Entries from a collection:
========================

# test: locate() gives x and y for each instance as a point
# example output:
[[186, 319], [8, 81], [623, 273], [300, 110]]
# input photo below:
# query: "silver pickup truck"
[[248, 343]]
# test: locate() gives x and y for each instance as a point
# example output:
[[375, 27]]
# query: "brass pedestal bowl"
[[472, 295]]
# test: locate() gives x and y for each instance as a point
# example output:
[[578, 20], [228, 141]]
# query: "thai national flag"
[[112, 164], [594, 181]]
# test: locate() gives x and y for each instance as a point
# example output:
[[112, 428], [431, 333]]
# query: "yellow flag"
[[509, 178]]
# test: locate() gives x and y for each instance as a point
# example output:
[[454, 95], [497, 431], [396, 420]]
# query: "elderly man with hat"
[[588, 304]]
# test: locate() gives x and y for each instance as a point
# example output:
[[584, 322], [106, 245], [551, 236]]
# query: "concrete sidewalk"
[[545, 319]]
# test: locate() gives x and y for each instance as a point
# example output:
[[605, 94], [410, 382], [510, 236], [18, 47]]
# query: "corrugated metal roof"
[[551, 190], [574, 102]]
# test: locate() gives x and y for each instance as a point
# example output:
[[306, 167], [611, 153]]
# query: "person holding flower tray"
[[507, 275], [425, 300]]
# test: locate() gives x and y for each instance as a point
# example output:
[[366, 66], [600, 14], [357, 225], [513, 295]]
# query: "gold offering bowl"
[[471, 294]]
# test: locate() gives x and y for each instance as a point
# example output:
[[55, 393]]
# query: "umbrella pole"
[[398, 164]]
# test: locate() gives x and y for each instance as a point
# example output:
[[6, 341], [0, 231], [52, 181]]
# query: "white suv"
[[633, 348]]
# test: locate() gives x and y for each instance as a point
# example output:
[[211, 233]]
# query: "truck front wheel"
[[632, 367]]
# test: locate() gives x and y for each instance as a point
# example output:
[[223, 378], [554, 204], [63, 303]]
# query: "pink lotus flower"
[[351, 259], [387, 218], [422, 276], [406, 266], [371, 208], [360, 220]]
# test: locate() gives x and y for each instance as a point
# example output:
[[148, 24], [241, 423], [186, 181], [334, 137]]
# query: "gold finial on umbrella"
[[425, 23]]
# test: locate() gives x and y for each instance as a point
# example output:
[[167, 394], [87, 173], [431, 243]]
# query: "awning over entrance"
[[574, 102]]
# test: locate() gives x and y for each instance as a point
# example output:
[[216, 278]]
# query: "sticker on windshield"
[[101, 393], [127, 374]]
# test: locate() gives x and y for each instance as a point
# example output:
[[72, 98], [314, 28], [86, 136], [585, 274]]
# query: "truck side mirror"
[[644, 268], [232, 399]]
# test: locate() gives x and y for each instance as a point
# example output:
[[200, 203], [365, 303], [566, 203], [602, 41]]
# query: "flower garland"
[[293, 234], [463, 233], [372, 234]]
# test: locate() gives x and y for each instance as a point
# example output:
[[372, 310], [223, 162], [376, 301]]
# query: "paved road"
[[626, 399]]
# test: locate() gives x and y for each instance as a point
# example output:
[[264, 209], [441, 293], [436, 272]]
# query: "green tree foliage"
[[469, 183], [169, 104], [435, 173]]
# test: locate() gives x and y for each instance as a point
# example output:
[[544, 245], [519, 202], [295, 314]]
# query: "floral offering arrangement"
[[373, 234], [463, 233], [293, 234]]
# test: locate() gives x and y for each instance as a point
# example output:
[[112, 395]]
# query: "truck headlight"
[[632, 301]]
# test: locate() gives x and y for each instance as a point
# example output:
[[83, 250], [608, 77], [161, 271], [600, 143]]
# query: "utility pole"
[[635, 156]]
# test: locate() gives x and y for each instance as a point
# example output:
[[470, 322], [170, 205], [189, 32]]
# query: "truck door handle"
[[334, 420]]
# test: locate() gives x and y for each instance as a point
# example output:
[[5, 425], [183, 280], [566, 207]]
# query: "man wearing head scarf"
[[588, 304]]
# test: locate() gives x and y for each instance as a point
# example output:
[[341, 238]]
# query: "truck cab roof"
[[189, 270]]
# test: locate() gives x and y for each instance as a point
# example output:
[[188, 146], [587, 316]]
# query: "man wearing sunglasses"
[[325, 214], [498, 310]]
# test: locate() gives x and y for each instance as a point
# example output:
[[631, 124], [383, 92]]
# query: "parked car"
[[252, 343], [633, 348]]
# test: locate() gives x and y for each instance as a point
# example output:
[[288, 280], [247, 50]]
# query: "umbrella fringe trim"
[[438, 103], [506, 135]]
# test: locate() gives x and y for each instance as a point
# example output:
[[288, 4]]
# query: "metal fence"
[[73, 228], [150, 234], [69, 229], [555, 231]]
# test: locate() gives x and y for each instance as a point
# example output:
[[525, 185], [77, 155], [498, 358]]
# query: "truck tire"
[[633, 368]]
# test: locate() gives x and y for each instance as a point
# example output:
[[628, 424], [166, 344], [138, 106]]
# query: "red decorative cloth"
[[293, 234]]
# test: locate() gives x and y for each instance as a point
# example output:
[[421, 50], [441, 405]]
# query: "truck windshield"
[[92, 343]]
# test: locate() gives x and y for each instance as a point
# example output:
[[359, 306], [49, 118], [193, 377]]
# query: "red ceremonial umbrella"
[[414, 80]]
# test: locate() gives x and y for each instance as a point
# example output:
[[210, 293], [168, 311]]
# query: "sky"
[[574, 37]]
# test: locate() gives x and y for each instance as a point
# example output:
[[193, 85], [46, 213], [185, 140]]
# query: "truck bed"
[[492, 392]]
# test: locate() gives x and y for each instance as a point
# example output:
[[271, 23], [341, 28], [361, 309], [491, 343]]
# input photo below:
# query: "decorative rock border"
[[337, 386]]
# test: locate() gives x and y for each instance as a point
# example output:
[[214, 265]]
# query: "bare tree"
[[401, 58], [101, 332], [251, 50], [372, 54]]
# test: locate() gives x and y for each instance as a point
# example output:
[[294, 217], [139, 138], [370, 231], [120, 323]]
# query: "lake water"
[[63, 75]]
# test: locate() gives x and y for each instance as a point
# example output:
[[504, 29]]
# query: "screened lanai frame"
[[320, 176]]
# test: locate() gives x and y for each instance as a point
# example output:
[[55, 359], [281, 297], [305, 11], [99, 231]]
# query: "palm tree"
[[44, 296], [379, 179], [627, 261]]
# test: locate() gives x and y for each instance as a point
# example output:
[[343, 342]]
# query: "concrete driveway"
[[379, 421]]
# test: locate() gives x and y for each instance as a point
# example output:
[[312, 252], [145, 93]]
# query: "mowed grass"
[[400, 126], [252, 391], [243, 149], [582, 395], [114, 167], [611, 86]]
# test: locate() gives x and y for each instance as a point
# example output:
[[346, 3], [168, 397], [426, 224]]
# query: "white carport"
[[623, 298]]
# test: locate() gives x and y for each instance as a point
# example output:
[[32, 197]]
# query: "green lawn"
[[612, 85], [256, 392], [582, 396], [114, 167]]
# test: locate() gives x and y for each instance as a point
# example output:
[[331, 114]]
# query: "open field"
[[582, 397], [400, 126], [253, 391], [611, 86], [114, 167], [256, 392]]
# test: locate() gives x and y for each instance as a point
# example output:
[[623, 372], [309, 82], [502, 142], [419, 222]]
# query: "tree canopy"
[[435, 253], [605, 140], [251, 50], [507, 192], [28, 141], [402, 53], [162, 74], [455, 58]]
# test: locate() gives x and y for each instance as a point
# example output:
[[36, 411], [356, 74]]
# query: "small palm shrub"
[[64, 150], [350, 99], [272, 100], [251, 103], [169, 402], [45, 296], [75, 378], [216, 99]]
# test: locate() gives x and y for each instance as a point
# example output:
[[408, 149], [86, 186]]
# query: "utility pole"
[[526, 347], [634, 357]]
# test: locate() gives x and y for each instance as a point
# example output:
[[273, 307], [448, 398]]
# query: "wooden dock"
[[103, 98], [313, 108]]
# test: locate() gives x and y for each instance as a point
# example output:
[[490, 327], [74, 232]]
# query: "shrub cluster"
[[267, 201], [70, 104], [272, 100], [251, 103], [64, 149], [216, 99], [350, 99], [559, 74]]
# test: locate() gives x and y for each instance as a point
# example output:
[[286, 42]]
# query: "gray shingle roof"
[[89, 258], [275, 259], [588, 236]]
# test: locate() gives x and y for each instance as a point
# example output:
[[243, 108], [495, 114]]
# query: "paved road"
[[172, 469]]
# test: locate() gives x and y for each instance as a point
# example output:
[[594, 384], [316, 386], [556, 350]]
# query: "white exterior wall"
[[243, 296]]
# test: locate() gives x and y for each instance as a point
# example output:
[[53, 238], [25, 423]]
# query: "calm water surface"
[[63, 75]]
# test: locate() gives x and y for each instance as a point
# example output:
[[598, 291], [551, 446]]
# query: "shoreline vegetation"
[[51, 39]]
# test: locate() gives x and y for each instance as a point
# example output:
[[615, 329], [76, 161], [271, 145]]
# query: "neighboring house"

========================

Find every line in the entries above that contains the string "truck", treating uppercase and lowercase as different, and copy each of those lines.

Task result ::
# query: "silver pickup truck"
# query: "truck front wheel"
# query: "truck side mirror"
# query: "truck headlight"
# query: "truck door handle"
# query: "truck cab roof"
# query: "truck tire"
# query: "truck windshield"
# query: "truck bed"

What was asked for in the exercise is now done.